Raw entries
►
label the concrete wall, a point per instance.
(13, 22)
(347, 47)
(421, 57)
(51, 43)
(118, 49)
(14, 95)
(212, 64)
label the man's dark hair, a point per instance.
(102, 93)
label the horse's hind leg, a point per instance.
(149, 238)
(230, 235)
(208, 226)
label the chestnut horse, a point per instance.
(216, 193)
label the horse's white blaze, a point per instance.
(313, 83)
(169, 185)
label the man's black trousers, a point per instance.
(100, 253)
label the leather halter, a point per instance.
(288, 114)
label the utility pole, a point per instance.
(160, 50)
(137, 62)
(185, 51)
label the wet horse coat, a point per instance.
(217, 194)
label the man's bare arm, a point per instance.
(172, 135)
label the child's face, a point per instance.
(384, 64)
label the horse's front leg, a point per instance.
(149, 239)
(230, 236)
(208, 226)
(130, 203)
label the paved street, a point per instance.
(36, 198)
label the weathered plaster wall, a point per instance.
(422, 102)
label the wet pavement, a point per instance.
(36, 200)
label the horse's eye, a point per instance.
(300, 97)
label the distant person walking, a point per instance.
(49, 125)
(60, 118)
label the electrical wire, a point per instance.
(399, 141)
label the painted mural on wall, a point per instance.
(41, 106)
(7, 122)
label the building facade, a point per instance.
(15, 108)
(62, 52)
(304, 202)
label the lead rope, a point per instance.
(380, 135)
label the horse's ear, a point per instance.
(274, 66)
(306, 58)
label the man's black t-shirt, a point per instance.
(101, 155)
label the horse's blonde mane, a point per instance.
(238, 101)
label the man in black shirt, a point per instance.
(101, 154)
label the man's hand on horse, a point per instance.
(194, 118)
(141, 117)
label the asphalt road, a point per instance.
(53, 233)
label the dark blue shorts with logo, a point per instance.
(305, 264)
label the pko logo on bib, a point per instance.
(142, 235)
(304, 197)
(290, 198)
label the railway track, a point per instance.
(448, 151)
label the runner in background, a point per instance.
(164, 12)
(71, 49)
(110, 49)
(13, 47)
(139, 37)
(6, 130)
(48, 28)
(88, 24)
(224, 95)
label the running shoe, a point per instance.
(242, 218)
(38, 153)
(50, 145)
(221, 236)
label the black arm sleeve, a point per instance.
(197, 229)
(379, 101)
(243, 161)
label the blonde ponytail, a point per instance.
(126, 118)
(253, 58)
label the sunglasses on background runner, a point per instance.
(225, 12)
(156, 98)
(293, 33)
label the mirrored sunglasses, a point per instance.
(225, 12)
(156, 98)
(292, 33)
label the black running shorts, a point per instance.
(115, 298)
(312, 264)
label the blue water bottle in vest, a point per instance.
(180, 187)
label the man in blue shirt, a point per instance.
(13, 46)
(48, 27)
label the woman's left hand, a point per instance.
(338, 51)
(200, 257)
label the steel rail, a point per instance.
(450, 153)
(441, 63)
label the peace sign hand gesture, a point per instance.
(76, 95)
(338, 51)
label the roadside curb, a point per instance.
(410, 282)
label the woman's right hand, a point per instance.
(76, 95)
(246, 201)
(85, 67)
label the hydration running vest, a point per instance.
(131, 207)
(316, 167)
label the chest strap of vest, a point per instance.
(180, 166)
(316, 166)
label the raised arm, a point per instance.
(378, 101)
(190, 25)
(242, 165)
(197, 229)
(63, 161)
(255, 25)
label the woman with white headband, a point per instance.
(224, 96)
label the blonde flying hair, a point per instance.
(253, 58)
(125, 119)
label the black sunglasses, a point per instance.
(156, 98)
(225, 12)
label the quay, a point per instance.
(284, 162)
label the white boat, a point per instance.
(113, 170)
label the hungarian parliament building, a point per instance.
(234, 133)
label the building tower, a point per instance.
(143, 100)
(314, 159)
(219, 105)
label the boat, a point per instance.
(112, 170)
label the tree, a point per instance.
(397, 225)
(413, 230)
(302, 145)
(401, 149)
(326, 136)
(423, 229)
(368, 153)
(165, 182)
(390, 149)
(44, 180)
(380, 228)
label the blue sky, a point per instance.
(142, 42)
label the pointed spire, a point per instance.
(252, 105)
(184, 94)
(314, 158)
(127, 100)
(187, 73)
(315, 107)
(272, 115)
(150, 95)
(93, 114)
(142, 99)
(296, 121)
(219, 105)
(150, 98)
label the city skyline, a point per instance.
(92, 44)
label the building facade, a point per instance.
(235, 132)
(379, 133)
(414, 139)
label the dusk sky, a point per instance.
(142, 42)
◄
• **Challenge**: Please print all of the entries above again, unchanged and in the same order.

• **Full answer**:
label the concrete wall, a point per instance.
(13, 22)
(347, 47)
(421, 57)
(51, 43)
(118, 49)
(14, 95)
(212, 64)
label the man's dark hair, a point per instance.
(102, 93)
label the horse's hind leg, a point per instance.
(149, 238)
(230, 235)
(208, 226)
label the chestnut horse, a point per instance.
(216, 193)
label the horse's white blaze, a point per instance.
(313, 83)
(169, 185)
label the man's black trousers, a point per instance.
(100, 253)
label the leather halter, a point per instance.
(288, 114)
label the utility pole, a point per instance.
(160, 50)
(137, 62)
(185, 51)
label the wet horse coat, a point per instance.
(217, 194)
label the man's bare arm, a point per instance.
(172, 135)
label the child's face, a point per instance.
(384, 64)
label the horse's front leg, a point per instance.
(149, 239)
(230, 236)
(208, 226)
(130, 203)
label the paved street, a point per instance.
(36, 198)
label the weathered plaster wall, a point per instance.
(422, 102)
label the wet pavement, a point per instance.
(36, 200)
label the horse's eye, a point per instance.
(300, 97)
label the distant person walking, a point per instance.
(49, 125)
(60, 118)
label the electrical wire, a point per instance.
(399, 141)
label the painted mural on wall, a point per instance.
(41, 106)
(7, 122)
label the building facade, a point per instance.
(15, 108)
(62, 52)
(304, 202)
label the lead rope, a point per instance.
(380, 135)
label the horse's ear, a point per instance.
(274, 66)
(306, 58)
label the man's black t-shirt, a point per instance.
(101, 155)
label the horse's blonde mane, a point per instance.
(238, 101)
label the man in black shirt, a point per instance.
(101, 154)
label the man's hand on horse, a point per instance.
(194, 118)
(141, 117)
label the asphalt road, a point per instance.
(53, 233)
label the dark blue shorts with logo, a point per instance.
(305, 264)
label the pko logo on bib, a point per instance.
(142, 235)
(304, 197)
(290, 198)
label the railway track, a point per instance.
(448, 151)
label the runner in background, a point per instance.
(164, 12)
(71, 49)
(110, 49)
(13, 47)
(139, 37)
(6, 130)
(48, 28)
(88, 24)
(224, 95)
label the running shoe, a point per instance.
(242, 218)
(38, 153)
(50, 145)
(221, 236)
label the black arm sleeve, a point per instance.
(197, 229)
(379, 101)
(243, 161)
label the blonde ponytail, a point per instance.
(126, 118)
(253, 58)
label the sunglasses on background runner, a point per instance.
(225, 12)
(156, 98)
(293, 33)
label the mirrored sunglasses, a point per instance.
(225, 12)
(156, 98)
(292, 33)
label the black running shorts, a point per instance.
(115, 298)
(312, 264)
label the blue water bottle in vest, a point per instance.
(180, 187)
label the man in blue shirt, a point per instance.
(13, 46)
(48, 27)
label the woman's left hand, a point per instance.
(338, 51)
(200, 257)
label the steel rail, a point per instance.
(450, 153)
(441, 63)
label the peace sign hand gesture, a point per instance.
(76, 95)
(338, 51)
label the roadside curb, a point per instance.
(410, 282)
label the woman's right hand, a point per instance.
(76, 95)
(246, 201)
(85, 67)
label the hydration running vest, a point per instance.
(131, 207)
(316, 167)
label the chest strap of vest, a point per instance.
(180, 166)
(316, 166)
label the raised arm, a point per instance.
(378, 101)
(190, 25)
(242, 165)
(197, 229)
(63, 161)
(255, 25)
label the woman with white headband, a point per instance.
(224, 96)
label the blonde flying hair, a point per instance.
(253, 58)
(125, 119)
label the black sunglasses, a point per instance.
(156, 98)
(225, 12)
label the quay, a point per instance.
(284, 162)
label the white boat, a point per instance.
(113, 170)
label the hungarian parliament building, a point per instance.
(234, 133)
label the building tower, a point per instance.
(143, 100)
(314, 159)
(219, 105)
label the boat, a point per instance.
(112, 170)
label the tree, a point per instance.
(397, 225)
(413, 230)
(302, 145)
(401, 149)
(326, 136)
(423, 229)
(368, 153)
(165, 182)
(390, 149)
(44, 180)
(380, 228)
label the blue sky, a point per instance.
(142, 42)
label the pointed spire, a point per instance.
(252, 105)
(184, 94)
(314, 158)
(127, 100)
(187, 73)
(315, 107)
(272, 115)
(150, 95)
(93, 114)
(142, 99)
(296, 121)
(219, 105)
(150, 98)
label the city skyline, a point per instance.
(92, 44)
label the building facade, a point per instance.
(235, 132)
(379, 133)
(414, 139)
label the dusk sky, a point per instance.
(142, 42)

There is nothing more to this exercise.